--- Objective ---
In the records below, quote verbatim every line from the one containing "Circle the yellow" up to and including the one containing "338,27 -> 414,136", and nothing else.
****************************************
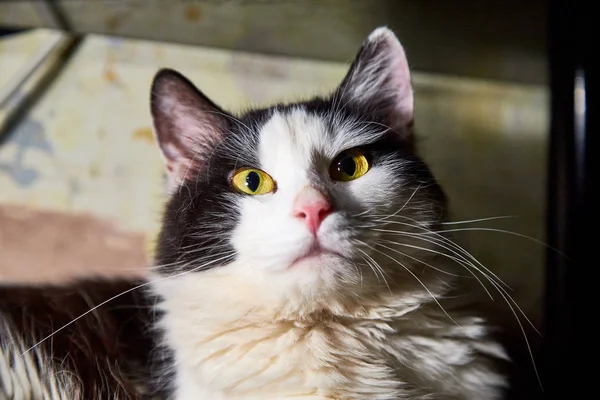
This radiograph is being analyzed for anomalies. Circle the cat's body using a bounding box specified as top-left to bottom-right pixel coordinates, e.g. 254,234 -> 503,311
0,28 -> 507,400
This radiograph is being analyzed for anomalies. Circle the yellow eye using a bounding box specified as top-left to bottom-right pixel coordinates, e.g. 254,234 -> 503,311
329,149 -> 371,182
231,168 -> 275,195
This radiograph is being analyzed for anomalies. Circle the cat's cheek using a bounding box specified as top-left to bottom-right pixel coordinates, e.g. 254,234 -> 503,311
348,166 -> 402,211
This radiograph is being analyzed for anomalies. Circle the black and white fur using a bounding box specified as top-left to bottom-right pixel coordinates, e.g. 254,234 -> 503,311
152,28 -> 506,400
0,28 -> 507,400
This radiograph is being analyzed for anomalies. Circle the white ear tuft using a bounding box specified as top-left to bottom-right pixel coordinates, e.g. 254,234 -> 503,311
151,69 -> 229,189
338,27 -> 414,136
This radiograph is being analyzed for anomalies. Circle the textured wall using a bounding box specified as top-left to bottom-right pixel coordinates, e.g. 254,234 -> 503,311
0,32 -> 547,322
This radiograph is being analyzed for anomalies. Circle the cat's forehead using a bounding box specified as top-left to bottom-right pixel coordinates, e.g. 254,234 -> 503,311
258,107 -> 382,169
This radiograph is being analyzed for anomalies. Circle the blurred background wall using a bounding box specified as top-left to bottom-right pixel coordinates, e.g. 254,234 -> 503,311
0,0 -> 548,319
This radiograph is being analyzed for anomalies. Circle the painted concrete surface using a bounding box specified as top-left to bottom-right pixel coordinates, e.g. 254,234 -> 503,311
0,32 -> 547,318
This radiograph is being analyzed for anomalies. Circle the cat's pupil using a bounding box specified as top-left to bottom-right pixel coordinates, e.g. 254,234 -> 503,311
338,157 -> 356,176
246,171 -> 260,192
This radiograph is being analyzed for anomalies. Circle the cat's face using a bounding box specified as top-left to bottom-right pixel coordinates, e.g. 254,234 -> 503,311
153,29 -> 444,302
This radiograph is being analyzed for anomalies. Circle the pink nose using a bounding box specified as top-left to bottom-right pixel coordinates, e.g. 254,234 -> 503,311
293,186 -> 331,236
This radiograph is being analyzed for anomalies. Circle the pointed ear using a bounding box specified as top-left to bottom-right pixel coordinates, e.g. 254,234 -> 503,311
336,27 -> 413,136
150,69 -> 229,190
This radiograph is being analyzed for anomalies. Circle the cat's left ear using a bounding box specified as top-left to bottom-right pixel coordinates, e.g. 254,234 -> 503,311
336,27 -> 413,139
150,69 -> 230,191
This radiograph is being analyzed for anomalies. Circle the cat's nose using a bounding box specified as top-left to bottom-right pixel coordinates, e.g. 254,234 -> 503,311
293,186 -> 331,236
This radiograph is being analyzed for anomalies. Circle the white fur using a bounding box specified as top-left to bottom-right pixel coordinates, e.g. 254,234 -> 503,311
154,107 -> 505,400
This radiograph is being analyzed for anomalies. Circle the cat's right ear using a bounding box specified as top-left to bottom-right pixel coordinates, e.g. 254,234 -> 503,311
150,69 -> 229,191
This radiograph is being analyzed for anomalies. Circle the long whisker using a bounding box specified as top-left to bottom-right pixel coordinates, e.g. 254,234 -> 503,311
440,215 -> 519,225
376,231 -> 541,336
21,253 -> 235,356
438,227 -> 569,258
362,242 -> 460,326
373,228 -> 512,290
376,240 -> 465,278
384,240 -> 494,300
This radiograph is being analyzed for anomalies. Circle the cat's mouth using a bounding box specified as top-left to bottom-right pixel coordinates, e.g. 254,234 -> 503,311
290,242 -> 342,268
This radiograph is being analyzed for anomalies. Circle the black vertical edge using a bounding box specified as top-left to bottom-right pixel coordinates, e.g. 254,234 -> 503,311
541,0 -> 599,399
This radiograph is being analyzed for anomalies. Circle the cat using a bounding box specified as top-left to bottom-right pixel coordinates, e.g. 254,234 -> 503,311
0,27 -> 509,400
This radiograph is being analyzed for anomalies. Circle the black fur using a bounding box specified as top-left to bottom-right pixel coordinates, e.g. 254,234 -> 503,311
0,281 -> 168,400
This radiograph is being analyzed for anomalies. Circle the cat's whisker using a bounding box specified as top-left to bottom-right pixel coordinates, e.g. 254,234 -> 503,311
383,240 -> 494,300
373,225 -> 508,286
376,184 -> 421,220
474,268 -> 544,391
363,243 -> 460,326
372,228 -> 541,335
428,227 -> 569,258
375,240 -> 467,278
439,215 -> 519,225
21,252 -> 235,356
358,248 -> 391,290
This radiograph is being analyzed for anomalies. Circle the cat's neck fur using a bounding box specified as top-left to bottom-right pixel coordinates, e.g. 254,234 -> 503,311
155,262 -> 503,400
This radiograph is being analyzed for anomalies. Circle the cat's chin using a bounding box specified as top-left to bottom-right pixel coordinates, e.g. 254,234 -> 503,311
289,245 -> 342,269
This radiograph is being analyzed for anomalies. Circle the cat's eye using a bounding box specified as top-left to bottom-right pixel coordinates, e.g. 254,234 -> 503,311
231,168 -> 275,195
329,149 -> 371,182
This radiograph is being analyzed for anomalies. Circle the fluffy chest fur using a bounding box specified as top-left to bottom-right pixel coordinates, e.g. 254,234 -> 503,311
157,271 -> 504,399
****************************************
--- Result for this task ---
This radiograph is being analyzed for anomalies. Circle the yellow eye using a bounding box specified as top-left to bottom-right pixel coordinates, e.g. 254,234 -> 503,311
329,149 -> 371,182
231,168 -> 275,195
This radiograph is being analyzed for anomalies. Circle the cat's cheek using a bounding box specified as top-left to bottom-right pixel coordinates, e.g. 254,234 -> 503,311
348,166 -> 402,211
This radiograph is being analyzed for anomalies. Circle the black and white fur using a bounding box specified as top-left to bottom-right pixel coordinates, e.g. 254,234 -> 503,311
152,28 -> 506,400
0,28 -> 507,400
This radiograph is being analyzed for anomalies. Circle the white ear tuft using a bounding box specified as top-left to bottom-right pixel coordinates, e.g. 254,234 -> 503,311
151,69 -> 229,189
338,27 -> 414,136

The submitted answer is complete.